● Complete the following:
1 > From the editorial, copy everything from "Or … Better" down to "is in peril.".
2 > Based on the editorial, do these statements agree with it? (a) The DuPont slogan was adopted in 1935. (b) The writer is thinking of leaving electrochemistry to open a kennel. (c) The host department pays for the seminar. Answer yes or no for each, and quote the deciding words.
3 > In the editorial, what word did the instructor advise the writer not to use in a talk title?

● Document:
Or … Better living through working with more stuff.

This is from the Summer 2014 edition of Interface which should have just arrived in your real-world mailbox. It’s Petr Vanysek’s “From the Editor” piece.

I think that I will need to change what I do. No, I am not thinking of quitting electrochemistry and opening a kennel for German shepherds. I like chemistry and I do not see eliminating it from my life, but the college freshmen students would probably prefer to see it, at least in the name, all gone. Now, it seems, that even the analytical chemistry specialty is in peril.

You see, I am going to give a recruitment talk at a chemistry department at one of the Wisconsin universities. This is how it works: our department sends neighboring schools fliers describing our PhD program and offers to send a professor to give a seminar presentation. The host department gets a free seminar out of it and our department may entice some students to apply to our graduate program. Even if nobody applies right there and then, the departments keep in touch, which is always nice. In preparation for the trip I offered a few topics I could discuss, all electrochemical, and I asked which would be the most appreciated by the students. The guidance I got was frank and disheartening. “For some reason,” the instructor in charge wrote, “the word ‘Analytical’ seems to cause student aversion – thus I’d counsel against its use in a title.”

Electrochemistry at U.S. chemistry departments is traditionally part of the analytical chemistry curriculum, so how long can I hide the fact that I am a chemist and an analytical one at that? The more pressing question is, what can we do about it? There are possibly two reasons why the present student population does not care much for chemistry. One goes back to their parents and grandparents. Larry Faulkner in his tribute to Bard and Goodenough, pointed out how the DuPont slogan “Better Living Through Chemistry,” adopted in 1935, lost the “through chemistry” in 1982.

● Given entries:
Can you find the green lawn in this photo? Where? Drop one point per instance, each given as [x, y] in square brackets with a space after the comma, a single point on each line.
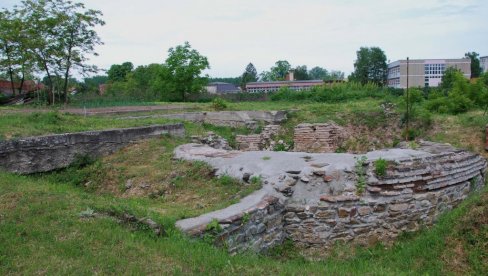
[41, 232]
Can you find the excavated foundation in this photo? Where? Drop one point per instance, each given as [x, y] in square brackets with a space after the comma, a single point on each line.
[318, 199]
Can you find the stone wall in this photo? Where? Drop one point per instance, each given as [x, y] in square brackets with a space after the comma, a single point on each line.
[46, 153]
[256, 224]
[486, 138]
[318, 137]
[414, 192]
[248, 119]
[256, 229]
[257, 142]
[317, 200]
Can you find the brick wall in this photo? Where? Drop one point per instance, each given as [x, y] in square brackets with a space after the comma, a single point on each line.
[318, 137]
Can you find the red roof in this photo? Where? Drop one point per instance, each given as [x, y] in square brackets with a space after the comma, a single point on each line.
[28, 85]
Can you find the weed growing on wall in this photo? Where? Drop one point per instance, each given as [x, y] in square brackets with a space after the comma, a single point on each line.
[361, 174]
[380, 166]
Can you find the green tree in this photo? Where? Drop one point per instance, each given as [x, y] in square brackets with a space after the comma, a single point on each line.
[15, 58]
[277, 72]
[301, 73]
[249, 75]
[185, 67]
[281, 68]
[475, 64]
[370, 66]
[318, 73]
[119, 72]
[449, 78]
[61, 36]
[77, 38]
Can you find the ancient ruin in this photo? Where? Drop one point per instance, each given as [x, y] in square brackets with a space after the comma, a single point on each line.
[318, 199]
[486, 138]
[318, 137]
[249, 119]
[256, 142]
[51, 152]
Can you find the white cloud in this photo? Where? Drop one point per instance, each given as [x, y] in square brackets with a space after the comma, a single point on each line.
[327, 33]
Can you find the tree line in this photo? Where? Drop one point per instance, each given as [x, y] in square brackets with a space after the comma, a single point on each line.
[52, 37]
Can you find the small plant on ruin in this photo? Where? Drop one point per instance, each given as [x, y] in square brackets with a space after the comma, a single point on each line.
[214, 227]
[219, 104]
[380, 167]
[413, 145]
[211, 231]
[361, 174]
[226, 180]
[280, 147]
[245, 218]
[256, 180]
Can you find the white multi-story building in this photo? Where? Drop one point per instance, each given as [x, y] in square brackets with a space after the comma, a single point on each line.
[424, 72]
[484, 64]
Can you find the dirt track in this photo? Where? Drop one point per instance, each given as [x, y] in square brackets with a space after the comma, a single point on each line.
[106, 110]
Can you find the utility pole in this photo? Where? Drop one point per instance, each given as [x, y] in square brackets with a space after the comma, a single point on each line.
[408, 105]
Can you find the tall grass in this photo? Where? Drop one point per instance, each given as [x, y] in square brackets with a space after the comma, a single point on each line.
[336, 93]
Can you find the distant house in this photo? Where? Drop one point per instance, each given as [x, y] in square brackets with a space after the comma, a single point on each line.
[27, 87]
[484, 64]
[102, 88]
[273, 86]
[221, 88]
[290, 82]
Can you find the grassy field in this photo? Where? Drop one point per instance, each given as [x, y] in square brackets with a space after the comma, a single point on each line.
[42, 230]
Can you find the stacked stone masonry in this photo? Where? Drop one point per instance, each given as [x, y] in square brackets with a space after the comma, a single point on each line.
[486, 138]
[418, 187]
[318, 137]
[257, 142]
[46, 153]
[249, 119]
[258, 228]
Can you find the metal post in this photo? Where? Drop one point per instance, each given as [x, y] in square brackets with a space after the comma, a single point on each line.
[408, 104]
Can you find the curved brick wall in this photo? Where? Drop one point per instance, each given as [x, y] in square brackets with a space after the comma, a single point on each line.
[312, 198]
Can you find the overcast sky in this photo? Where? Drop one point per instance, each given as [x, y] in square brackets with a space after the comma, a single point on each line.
[324, 33]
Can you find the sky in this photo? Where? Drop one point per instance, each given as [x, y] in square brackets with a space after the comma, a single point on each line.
[325, 33]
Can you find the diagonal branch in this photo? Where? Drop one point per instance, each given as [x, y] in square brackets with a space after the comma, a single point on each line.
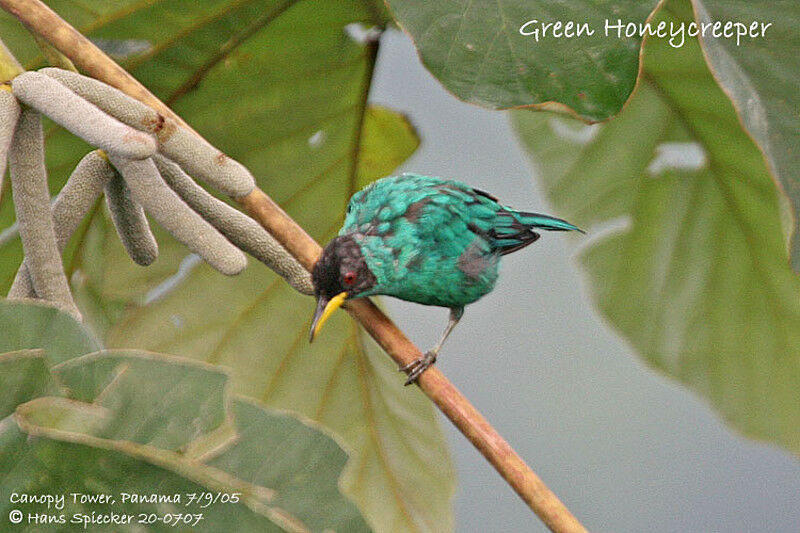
[87, 57]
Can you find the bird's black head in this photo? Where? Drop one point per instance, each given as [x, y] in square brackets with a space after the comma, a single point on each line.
[340, 273]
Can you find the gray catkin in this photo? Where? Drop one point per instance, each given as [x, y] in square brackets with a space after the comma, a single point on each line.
[34, 215]
[131, 223]
[81, 117]
[73, 202]
[199, 158]
[239, 228]
[9, 114]
[163, 204]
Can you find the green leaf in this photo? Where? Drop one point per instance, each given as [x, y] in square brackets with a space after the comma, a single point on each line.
[256, 325]
[24, 376]
[33, 325]
[477, 51]
[696, 279]
[138, 390]
[282, 471]
[761, 76]
[297, 116]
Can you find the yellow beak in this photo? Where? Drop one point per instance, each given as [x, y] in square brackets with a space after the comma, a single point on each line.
[324, 310]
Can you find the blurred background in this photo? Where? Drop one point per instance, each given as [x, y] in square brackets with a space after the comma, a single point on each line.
[624, 447]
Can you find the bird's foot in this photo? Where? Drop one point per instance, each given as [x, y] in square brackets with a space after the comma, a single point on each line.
[416, 367]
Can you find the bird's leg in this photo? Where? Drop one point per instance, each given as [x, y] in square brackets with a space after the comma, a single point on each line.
[418, 366]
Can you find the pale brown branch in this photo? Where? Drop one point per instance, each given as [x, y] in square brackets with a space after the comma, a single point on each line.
[87, 57]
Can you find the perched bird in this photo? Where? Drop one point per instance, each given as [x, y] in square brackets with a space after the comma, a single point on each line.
[422, 239]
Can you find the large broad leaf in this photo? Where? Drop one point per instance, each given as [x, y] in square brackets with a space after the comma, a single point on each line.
[287, 98]
[276, 474]
[761, 75]
[477, 50]
[696, 278]
[33, 325]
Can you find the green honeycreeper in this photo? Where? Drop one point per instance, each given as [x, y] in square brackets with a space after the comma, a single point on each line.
[422, 239]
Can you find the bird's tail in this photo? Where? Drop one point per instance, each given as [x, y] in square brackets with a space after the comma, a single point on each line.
[539, 221]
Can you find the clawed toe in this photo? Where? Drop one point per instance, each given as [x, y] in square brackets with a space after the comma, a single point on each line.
[416, 367]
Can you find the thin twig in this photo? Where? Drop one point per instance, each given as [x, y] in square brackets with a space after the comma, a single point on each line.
[87, 57]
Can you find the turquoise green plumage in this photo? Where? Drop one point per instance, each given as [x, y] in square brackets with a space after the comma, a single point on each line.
[426, 240]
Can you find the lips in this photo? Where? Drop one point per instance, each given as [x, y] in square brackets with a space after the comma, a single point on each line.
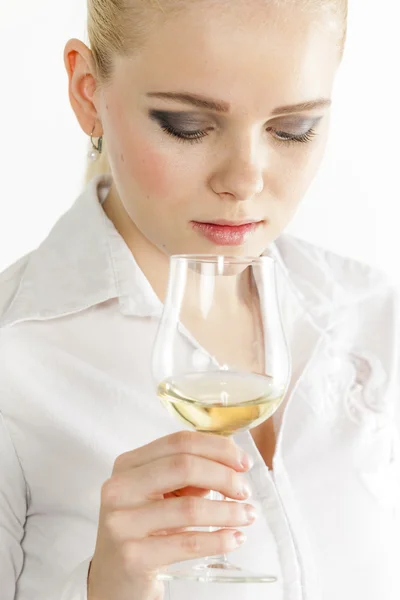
[224, 233]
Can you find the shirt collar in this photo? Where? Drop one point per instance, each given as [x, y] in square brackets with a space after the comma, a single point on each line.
[84, 262]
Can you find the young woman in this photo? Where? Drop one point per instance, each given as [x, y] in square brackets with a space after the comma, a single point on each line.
[210, 120]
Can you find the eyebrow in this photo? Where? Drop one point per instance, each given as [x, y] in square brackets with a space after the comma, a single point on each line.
[223, 107]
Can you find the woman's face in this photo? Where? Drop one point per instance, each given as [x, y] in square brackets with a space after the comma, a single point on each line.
[208, 151]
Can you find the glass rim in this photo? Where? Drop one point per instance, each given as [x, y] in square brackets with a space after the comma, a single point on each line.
[225, 259]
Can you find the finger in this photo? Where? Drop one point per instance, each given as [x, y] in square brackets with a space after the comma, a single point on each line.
[213, 447]
[187, 491]
[166, 475]
[177, 513]
[154, 553]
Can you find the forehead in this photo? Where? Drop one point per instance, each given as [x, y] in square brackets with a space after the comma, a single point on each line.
[248, 54]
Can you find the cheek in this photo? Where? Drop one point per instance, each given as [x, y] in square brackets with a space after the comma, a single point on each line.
[146, 168]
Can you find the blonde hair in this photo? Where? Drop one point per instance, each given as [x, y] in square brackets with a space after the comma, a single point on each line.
[120, 27]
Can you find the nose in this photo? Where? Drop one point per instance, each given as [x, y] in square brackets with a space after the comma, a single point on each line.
[240, 175]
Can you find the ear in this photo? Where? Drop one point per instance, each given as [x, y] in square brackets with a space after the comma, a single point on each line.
[82, 86]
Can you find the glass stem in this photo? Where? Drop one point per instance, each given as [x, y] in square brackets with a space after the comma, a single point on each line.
[220, 558]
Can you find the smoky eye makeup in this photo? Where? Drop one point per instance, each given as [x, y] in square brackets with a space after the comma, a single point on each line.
[183, 122]
[294, 125]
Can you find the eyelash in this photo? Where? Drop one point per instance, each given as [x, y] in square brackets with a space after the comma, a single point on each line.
[196, 136]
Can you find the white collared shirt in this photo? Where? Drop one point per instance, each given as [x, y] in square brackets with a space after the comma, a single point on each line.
[77, 324]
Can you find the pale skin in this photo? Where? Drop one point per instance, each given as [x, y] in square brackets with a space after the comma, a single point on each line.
[243, 166]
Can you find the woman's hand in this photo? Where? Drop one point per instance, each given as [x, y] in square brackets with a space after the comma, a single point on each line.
[154, 494]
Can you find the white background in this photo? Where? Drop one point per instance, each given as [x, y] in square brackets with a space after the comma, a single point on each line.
[352, 208]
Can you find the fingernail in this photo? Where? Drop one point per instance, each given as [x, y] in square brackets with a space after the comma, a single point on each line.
[240, 538]
[246, 462]
[251, 513]
[246, 490]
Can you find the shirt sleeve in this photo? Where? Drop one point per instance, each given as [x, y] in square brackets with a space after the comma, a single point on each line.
[75, 587]
[13, 506]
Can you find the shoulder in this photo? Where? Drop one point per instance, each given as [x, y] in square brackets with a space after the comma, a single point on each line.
[10, 280]
[326, 277]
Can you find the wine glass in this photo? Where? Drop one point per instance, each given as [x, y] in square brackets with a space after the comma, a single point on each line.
[220, 363]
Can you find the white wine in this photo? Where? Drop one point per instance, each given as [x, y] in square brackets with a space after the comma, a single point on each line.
[221, 402]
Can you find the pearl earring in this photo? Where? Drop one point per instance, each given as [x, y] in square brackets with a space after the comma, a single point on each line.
[95, 152]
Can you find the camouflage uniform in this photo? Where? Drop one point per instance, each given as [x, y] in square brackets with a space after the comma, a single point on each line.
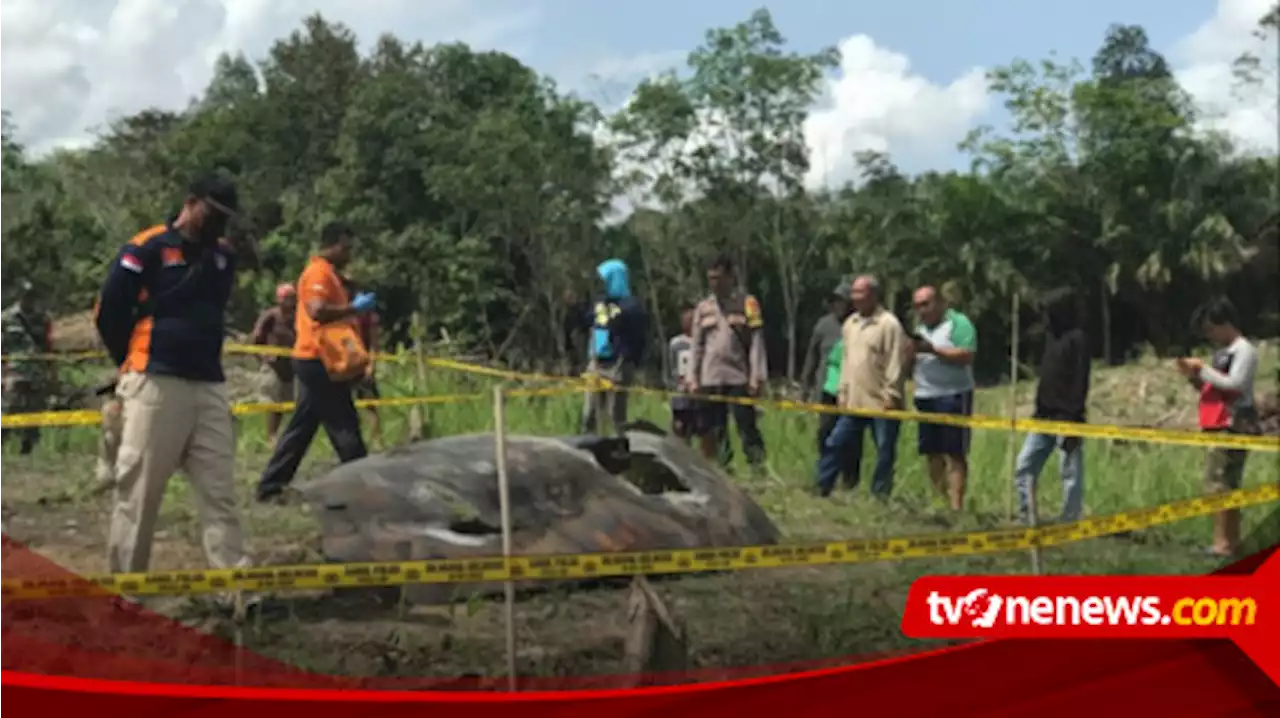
[728, 356]
[24, 387]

● Answers in order:
1 >
Or … Better living through working with more stuff.

This is from the Summer 2014 edition of Interface which should have just arrived in your real-world mailbox. It’s Petr Vanysek’s “From the Editor” piece.

I think that I will need to change what I do. No, I am not thinking of quitting electrochemistry and opening a kennel for German shepherds. I like chemistry and I do not see eliminating it from my life, but the college freshmen students would probably prefer to see it, at least in the name, all gone. Now, it seems, that even the analytical chemistry specialty is in peril.

2 >
(a) Yes: "Better Living Through Chemistry," adopted in 1935
(b) No: "No, I am not thinking of quitting electrochemistry and opening a kennel for German shepherds."
(c) No: "The host department gets a free seminar out of it"

3 > The word "Analytical."